- EXERCISE DETAILS
Rewrite all of the data below, replacing "Annotation spec" with "Labeling rule" wherever it appears and leaving everything else unchanged. Omit the pictures.

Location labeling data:
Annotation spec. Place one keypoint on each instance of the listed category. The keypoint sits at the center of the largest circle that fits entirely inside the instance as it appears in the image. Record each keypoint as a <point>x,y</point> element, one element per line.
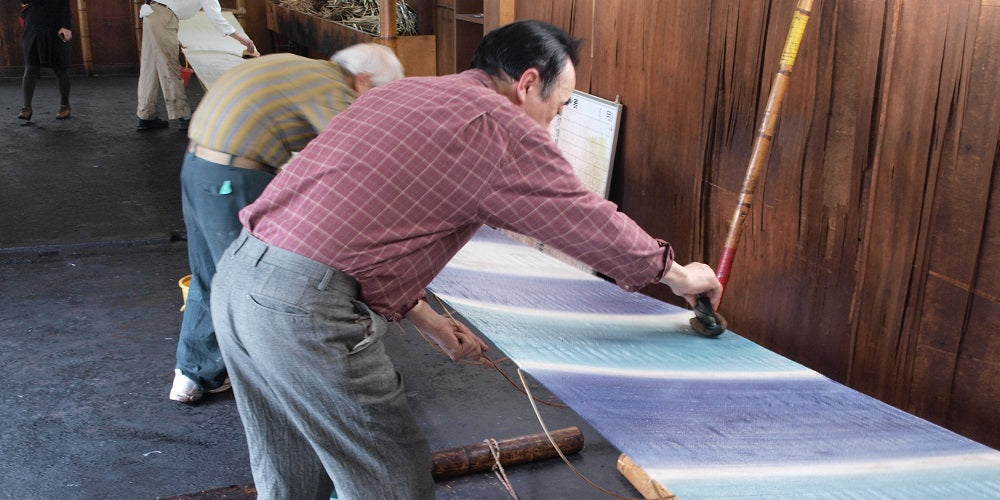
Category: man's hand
<point>693,279</point>
<point>245,40</point>
<point>454,338</point>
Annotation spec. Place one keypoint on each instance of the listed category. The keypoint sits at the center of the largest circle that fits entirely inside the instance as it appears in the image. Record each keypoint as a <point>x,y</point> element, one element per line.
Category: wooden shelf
<point>416,52</point>
<point>472,18</point>
<point>459,26</point>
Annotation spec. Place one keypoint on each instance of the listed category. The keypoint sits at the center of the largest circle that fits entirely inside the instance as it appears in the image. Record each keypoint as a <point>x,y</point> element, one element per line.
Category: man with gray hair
<point>245,128</point>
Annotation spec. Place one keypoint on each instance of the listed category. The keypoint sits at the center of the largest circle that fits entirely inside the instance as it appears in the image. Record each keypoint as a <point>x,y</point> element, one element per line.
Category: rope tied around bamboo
<point>358,14</point>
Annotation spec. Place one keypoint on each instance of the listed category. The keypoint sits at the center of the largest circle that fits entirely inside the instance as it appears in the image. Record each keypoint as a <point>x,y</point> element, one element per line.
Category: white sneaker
<point>184,389</point>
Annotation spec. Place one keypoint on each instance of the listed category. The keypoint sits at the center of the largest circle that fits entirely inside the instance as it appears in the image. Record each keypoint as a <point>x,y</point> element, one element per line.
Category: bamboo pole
<point>762,144</point>
<point>81,7</point>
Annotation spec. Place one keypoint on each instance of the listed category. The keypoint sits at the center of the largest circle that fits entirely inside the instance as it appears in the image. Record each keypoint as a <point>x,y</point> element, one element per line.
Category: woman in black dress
<point>47,33</point>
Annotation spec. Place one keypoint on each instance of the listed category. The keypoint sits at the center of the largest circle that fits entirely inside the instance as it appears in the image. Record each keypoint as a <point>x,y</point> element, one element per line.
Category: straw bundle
<point>358,14</point>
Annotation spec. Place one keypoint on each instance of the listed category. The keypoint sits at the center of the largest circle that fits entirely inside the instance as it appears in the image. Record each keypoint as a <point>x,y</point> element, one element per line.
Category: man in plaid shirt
<point>355,227</point>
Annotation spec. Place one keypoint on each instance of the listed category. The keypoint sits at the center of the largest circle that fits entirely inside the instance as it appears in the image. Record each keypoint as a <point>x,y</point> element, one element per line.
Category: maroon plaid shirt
<point>398,182</point>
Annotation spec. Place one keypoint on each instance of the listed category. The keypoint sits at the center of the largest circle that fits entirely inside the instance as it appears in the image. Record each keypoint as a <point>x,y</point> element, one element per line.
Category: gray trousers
<point>320,401</point>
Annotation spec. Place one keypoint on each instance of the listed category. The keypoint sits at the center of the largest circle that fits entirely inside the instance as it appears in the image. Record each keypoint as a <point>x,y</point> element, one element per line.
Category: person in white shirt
<point>159,63</point>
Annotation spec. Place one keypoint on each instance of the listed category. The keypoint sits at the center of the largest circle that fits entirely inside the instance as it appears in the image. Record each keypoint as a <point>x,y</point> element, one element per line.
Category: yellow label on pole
<point>794,39</point>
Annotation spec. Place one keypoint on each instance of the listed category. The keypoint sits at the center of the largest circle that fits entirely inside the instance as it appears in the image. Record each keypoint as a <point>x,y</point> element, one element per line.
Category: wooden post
<point>645,485</point>
<point>477,457</point>
<point>84,32</point>
<point>497,13</point>
<point>138,26</point>
<point>387,29</point>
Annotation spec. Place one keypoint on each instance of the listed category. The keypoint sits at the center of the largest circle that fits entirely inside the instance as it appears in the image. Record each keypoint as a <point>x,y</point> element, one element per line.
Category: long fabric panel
<point>706,418</point>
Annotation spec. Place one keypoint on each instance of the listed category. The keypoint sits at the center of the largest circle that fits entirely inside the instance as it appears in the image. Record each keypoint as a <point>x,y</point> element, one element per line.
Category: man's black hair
<point>510,50</point>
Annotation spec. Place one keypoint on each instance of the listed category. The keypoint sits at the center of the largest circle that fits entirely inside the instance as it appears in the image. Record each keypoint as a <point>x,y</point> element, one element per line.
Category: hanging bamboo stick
<point>762,144</point>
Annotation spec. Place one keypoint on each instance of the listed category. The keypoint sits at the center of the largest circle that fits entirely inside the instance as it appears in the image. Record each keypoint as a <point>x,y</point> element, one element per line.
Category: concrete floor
<point>91,248</point>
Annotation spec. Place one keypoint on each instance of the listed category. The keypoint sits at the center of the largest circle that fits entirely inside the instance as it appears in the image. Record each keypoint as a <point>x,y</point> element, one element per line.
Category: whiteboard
<point>210,53</point>
<point>587,132</point>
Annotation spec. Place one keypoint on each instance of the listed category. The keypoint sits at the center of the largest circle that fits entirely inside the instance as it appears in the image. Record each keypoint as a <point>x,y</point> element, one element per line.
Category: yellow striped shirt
<point>266,108</point>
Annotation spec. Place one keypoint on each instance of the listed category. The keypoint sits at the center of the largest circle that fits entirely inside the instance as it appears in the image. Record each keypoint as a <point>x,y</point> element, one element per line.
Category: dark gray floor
<point>90,255</point>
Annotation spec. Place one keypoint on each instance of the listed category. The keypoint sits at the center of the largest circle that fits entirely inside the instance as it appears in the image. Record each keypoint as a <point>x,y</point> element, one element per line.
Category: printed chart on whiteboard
<point>587,133</point>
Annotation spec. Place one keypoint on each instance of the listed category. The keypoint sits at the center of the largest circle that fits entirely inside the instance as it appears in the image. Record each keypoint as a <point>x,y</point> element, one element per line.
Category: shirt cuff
<point>668,259</point>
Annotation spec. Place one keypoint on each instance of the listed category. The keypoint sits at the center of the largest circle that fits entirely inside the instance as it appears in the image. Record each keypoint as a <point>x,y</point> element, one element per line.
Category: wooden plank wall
<point>869,253</point>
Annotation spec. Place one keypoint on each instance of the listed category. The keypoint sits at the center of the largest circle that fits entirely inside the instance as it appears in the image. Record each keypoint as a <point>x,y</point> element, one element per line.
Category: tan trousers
<point>159,66</point>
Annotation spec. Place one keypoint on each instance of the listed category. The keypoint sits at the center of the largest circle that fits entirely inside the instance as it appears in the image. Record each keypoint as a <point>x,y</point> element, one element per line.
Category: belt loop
<point>326,280</point>
<point>263,252</point>
<point>243,241</point>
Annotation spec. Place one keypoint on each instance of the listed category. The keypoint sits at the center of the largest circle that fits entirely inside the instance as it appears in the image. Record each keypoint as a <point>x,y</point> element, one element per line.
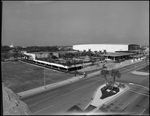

- ANSWER
Labeling rule. Place one keypoint on each instance of the listed category. The keypoint sits at the center of the largest circle that fits entirely inside the instance as it appears in the image. Record each keypoint as a <point>x,y</point> element, one element per line.
Category: man's hand
<point>693,279</point>
<point>245,40</point>
<point>454,338</point>
Labeling rule. Place one keypoint on each instance of the listed category. The keypoint sits at the center of the largest circle that fits entirely inside the instance as it appears in the image. Record each keypoint as a <point>x,y</point> element, one element per line.
Category: wooden shelf
<point>416,52</point>
<point>472,18</point>
<point>459,26</point>
Labeling rule. Place one keypoint on each instance of the listed category. The keypoint sits at the center of the largest circle that fits entirely inside the instance as it appears in the image. Record each keypoint as a <point>x,y</point> element, one element per line.
Category: man with gray hair
<point>245,128</point>
Labeling rule. Place one keypoint on each instance of the listed category. The keypoint sits at the center of the largest circle that fits entirely inside the instance as it appears in the image. Record each keypoint as a <point>x,y</point> element, one element per line.
Category: rope tied around bamboo
<point>358,14</point>
Labeling rule. Place one keypoint on each instance of the listed category. The keypoint sits at the center of the largest circle that fits entirely inside the instance as it appears in the image. Record each keypoint as a <point>x,y</point> element, one element per line.
Category: white sneaker
<point>184,389</point>
Labeling rule. Place one keypoint on each instance of the listed category. The keypoint sits at the center of the largest circle that fits entirely inside the instance as it appears in the image. Record each keypoint as a <point>x,y</point> element, one element per line.
Category: bamboo pole
<point>762,144</point>
<point>81,7</point>
Labeling rule. Place one keypoint on each instance of the listed category. The keypoint sits at the center of the largest circle that fits entirely inside the instance as it appears in the image. Record each keypoint as a <point>x,y</point> element, one element per line.
Category: woman in black dress
<point>47,33</point>
Labeling rule. Place one keypoint on each instance of the listed category. The keypoint sits at the center of the largest circle that fits entirely inside the instance as it appears in the image. Record each keypoint as a <point>x,y</point> element, one element per line.
Category: straw bundle
<point>358,14</point>
Labeling rule. Place one keypoint on each instance of the listed category. The keypoint sits at the center of the largest circle that fits entirely inside the instance as it appears in the image. Record each keypoint as a <point>x,y</point> element, one element per line.
Category: man in plaid shirt
<point>355,227</point>
Labeling rule. Place one keypoint on each instance of the listed category. The keypoint sits at the center of the largest circle that fits entirely inside the instance as it appears in the image. Record each keypoint as a <point>x,y</point> element, one element per line.
Category: maroon plaid shirt
<point>398,182</point>
Labeling rule. Place one keypoint on each instance of the listed category. The keypoint sits at the center of the largest circle that fits entirely inside the instance as it appears in the image. Record each keypoint as a <point>x,y</point> element, one element per line.
Category: gray trousers
<point>320,401</point>
Labeling rule. Place one keypoint on each instance of the listed category. The keypoint sits at the center of the largest circle that fits entirely inside the instance as it appears in the image. Record each keypoint as a <point>x,y</point> element, one element per line.
Category: person in white shirt
<point>159,63</point>
Labeling rule. Place one keypoint on each instance of the listed category. The keypoint sits at the center of the largest circle that fits entirely inside the instance as it appears in the image. Record each keypoint as a <point>x,y</point> element, one element per line.
Category: yellow label on pole
<point>794,39</point>
Labeling rule. Place one keypoint on each instance of the listed category. The keypoint sits at the center of the largest circle that fits entirely inside the instance as it appears in the image. Record each keypoint as a <point>x,y</point> element, one element per line.
Category: wooden post
<point>645,485</point>
<point>477,457</point>
<point>84,32</point>
<point>497,13</point>
<point>138,26</point>
<point>387,29</point>
Labeling rule. Place one keypoint on each instance of the listed category. The keypoint sits at the center of the largest circle that fits entirely inside the instance as it appears in the image. Record each keypoint as a <point>x,y</point> element, one element per line.
Category: long fabric panel
<point>706,418</point>
Labeling rule. Place one keypoint on each instance of the listed category. The keypoint sits at the center of the largest circle that fits entirely inside the instance as it appears in the image. Record each keypoint as a <point>x,y</point> element, one element per line.
Category: man's black hair
<point>510,50</point>
Labeling rule. Place one keypoint on each instance of the listed category. The keypoint sits at the center of the largest circle that fits entirely inside the instance as it appears in the image. Record each keypoint as a <point>x,y</point> element, one element per line.
Category: hanging bamboo stick
<point>762,144</point>
Labeling rule. Place one keypoint on each instance of the listed category. The keypoint sits at the center of the largest circle that fits entirely inside the instance as it appears in the image. Record each keypoint as a <point>x,y</point> element, one element per line.
Category: concrete floor
<point>91,248</point>
Labeling rule. Place one keypoint on each instance of the listed category. The keypoint sits at the center of the largest circle that fits entirely inside the instance as it appears in the image. Record each keypoint as a <point>x,y</point> element, one element per line.
Category: whiteboard
<point>210,53</point>
<point>587,132</point>
Labeling rule. Place one keypoint on each instance of the listed category. The keypoint sits at the center of the largest circle that fits entirely inside the instance as it appears in the image. Record each keypoint as a <point>x,y</point> element, one element per line.
Category: yellow striped shirt
<point>266,108</point>
Labeling rule. Place one keypoint on each instance of the listed category. The keypoint sits at the center of the largest circle that fits entirely inside the instance as it appears in the image. Record each keypoint as a <point>x,y</point> element, one element per line.
Category: dark gray floor
<point>90,255</point>
Labeling rule. Place one keypoint on each instance of the listed category. The keypoint sits at the center of the largest circle that fits entirely inside the instance as it appears in the image. Record each keypoint as a <point>x,y</point> element, one element per line.
Category: printed chart on whiteboard
<point>587,133</point>
Labeling rule. Place one keypoint on each instance of the listed category. The keypoint sits at the center of the largest circle that fits entirely inside the instance as it appears in the image. Record each keypoint as a <point>x,y</point> element, one element per line.
Category: shirt cuff
<point>668,259</point>
Labeling rule. Place one keypoint on each instance of the listed category. The keypoint sits at the center of the largest circle that fits entirely inside the instance as it appears in the image. Record each keypoint as a <point>x,y</point> element, one element per line.
Category: wooden plank wall
<point>869,253</point>
Labeling rule. Place one keypoint on each instance of the listed category. The keypoint sits at the center of the largest circle that fits entirely inside the instance as it appears in the image. Record each keypoint as a <point>x,y</point> element, one element per line.
Category: tan trousers
<point>159,66</point>
Labeling rule. Place one keypoint on each instance of the listed category. The keypoint sits at the center of the largest circle that fits entirely inside the instance as it appears in the image. Record each keypoint as a <point>x,y</point> element, one element per line.
Category: belt loop
<point>326,280</point>
<point>263,252</point>
<point>243,241</point>
Labeling rule. Place one keypoint on each instance of the listed category. The keypoint sits at the center of the largest circle that fits entirely inside the instance as it appears in the image. Record each keypoint as a <point>x,y</point> element, one element per line.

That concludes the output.